> [REQUIRED TASK]: Copy the lines of the listing below word for word, starting at the line that contains "form: x=336 y=423." and ending at the line that contains "x=285 y=218". Leave the pictures out.

> [SUPPLIED MATERIAL]:
──────

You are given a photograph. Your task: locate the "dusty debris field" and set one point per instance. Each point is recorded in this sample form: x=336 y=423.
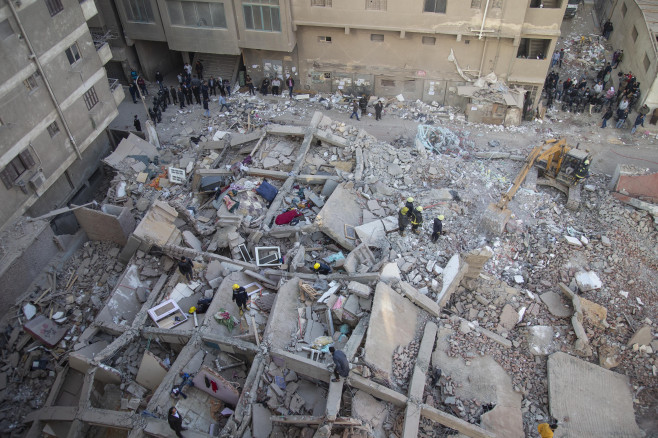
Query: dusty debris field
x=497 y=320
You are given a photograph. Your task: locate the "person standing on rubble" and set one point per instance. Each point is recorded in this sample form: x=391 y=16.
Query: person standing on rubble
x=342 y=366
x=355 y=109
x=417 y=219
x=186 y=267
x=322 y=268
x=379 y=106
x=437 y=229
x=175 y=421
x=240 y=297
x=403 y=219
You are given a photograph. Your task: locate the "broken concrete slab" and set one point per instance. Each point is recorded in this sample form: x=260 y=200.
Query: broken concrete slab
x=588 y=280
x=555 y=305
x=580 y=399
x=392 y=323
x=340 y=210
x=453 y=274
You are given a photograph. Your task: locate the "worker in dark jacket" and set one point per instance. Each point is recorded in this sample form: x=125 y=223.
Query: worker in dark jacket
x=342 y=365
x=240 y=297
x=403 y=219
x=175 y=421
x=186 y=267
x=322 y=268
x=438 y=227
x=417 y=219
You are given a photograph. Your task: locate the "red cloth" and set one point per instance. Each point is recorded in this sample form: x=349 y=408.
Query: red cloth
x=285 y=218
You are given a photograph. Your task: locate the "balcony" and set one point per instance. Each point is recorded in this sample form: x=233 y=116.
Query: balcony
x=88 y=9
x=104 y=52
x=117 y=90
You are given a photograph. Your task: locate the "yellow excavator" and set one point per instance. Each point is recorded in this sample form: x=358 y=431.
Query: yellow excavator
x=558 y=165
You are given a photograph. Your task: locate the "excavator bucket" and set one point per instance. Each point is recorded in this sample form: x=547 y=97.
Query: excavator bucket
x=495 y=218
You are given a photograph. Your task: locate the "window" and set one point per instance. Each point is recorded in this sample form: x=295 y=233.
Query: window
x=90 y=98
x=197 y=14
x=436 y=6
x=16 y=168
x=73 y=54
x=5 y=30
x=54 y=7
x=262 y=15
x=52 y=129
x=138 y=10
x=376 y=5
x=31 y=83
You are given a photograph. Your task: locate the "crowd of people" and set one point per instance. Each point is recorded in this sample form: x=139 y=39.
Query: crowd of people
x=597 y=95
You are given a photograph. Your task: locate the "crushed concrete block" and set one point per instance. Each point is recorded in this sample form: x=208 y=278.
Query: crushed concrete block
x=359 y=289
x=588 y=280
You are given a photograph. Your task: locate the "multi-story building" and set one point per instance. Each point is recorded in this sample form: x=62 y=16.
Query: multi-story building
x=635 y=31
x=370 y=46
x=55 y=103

──────

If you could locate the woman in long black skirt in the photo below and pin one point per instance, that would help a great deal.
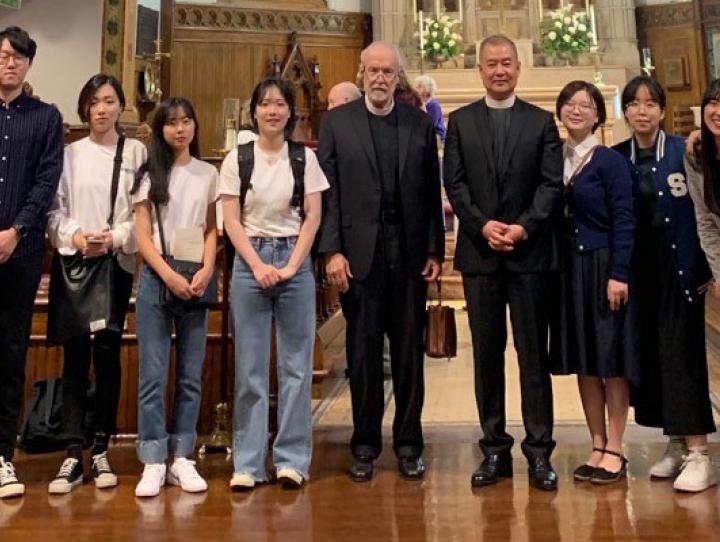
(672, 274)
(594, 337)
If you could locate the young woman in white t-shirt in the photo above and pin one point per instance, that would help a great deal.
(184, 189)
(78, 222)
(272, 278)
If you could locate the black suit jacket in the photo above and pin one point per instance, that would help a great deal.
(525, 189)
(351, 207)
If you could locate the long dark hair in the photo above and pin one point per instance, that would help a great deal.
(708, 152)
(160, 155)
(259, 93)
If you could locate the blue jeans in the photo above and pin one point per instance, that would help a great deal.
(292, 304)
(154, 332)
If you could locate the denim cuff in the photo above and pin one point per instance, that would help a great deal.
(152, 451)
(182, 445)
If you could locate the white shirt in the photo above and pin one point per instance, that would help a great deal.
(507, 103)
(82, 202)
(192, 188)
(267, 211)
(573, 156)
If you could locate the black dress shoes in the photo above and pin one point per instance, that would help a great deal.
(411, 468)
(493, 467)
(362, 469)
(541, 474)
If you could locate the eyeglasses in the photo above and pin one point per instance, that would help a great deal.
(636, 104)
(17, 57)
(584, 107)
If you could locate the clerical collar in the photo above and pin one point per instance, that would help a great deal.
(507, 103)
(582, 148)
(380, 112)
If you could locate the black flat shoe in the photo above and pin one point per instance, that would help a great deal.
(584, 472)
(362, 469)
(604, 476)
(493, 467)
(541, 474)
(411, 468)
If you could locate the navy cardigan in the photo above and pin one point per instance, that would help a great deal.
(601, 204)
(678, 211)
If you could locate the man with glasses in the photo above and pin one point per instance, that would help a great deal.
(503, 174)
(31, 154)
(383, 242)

──────

> [RESPONSE]:
You are given a photograph. Your task: locate the "dusty debris field" and set one point per instance. Each point is recorded in this sample form: x=336 y=423.
Query: dusty debris field
x=497 y=320
You are given a photograph. Your task: locate the "person standing on rubble" and set one point per instance. Each point is recorded in this sample form: x=391 y=16.
Query: person standing on rubble
x=342 y=366
x=355 y=109
x=417 y=219
x=186 y=267
x=322 y=268
x=379 y=106
x=437 y=229
x=175 y=421
x=240 y=297
x=403 y=219
You are given a photograph. Your task: locate the "broken concrete slab" and set one point per instance. Each point is recorded in this sample form: x=260 y=200.
Query: broken concrete slab
x=588 y=280
x=555 y=305
x=580 y=399
x=392 y=323
x=340 y=210
x=453 y=274
You are given a photograph. Your task: locate the "worker in dark jacket" and set one point per instance. Each point is recorded in this sample form: x=125 y=223.
Query: worker in dark jacket
x=342 y=365
x=240 y=297
x=403 y=219
x=175 y=421
x=186 y=267
x=322 y=268
x=438 y=227
x=417 y=219
You are given a photograph. Your task: locate the "red cloth" and set one point per instance. Each point is recorded in this sample form: x=349 y=408.
Query: red cloth
x=285 y=218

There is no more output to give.